**Task to complete**
Each entry below is to be printed verbatim.

Region labeling items
* Start *

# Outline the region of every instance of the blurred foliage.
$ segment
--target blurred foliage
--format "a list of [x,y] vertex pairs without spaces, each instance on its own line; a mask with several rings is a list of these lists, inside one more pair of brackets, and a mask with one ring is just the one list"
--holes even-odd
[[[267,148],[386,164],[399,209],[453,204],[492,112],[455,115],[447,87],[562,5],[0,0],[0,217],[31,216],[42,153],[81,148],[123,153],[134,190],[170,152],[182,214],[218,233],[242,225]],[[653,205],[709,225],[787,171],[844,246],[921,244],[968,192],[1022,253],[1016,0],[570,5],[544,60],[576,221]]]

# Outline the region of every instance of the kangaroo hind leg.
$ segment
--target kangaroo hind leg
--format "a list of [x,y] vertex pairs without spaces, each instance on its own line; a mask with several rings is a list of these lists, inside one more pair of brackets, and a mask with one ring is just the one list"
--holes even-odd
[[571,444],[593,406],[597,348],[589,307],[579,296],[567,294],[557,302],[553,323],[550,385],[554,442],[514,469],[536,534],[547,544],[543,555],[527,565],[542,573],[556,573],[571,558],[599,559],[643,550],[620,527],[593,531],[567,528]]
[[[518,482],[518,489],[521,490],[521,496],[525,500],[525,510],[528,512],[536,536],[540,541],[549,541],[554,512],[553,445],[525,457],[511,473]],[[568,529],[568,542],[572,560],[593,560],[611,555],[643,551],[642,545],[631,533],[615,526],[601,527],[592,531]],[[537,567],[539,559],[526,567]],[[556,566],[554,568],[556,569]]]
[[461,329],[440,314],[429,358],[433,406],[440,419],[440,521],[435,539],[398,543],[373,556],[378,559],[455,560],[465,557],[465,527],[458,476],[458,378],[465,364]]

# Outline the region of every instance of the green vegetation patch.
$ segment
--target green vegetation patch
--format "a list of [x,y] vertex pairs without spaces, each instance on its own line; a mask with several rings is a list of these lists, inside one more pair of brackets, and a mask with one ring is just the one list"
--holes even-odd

* End *

**Response**
# Outline the region of every instance of the blurred foliage.
$ segment
--target blurred foliage
--format "a list of [x,y] vertex pairs without spaces, each instance on its own line; a mask with several rings is a list of these lists, inside one more pair of brackets, and a mask with one ring is just the one list"
--holes even-odd
[[[267,148],[386,164],[399,209],[453,204],[492,112],[455,115],[447,87],[562,5],[0,0],[0,217],[31,216],[42,153],[81,148],[123,153],[134,190],[170,152],[182,214],[218,233],[242,225]],[[653,205],[709,225],[787,171],[844,246],[921,244],[968,192],[1022,253],[1016,0],[570,5],[544,60],[576,221]]]

# Outline the region of every instance of the kangaroo hind leg.
$ segment
--target kangaroo hind leg
--format "a list of [x,y] vertex pairs without spaces, each instance on its own line; a mask with several rings is a list of these lists, inside one more pair of brackets, and a mask with one ring is just the one list"
--holes even-odd
[[571,444],[593,406],[597,348],[589,307],[579,296],[567,294],[557,302],[553,323],[550,385],[554,442],[514,469],[536,534],[547,544],[543,555],[527,565],[542,573],[556,573],[571,558],[599,559],[643,550],[620,527],[593,531],[567,528]]
[[[518,482],[518,489],[521,490],[521,496],[525,500],[525,510],[528,512],[536,536],[540,541],[549,541],[554,512],[553,445],[525,457],[511,473]],[[568,529],[568,542],[572,560],[593,560],[611,555],[643,551],[642,545],[631,533],[615,526],[601,527],[592,531]],[[537,567],[539,559],[526,567]],[[556,566],[554,568],[556,569]]]
[[461,329],[440,314],[429,358],[433,406],[440,419],[440,521],[435,539],[398,543],[373,556],[378,559],[455,560],[465,557],[465,527],[458,476],[458,378],[465,364]]

# Outline the region of every instance of the green vegetation patch.
$ segment
--target green vegetation patch
--format "a list of [x,y] vertex pairs without spaces, each instance on its own line; a mask with several rings is a list of these lists, inside one more pair of brackets, and a mask with one ring is just the one list"
--holes even-odd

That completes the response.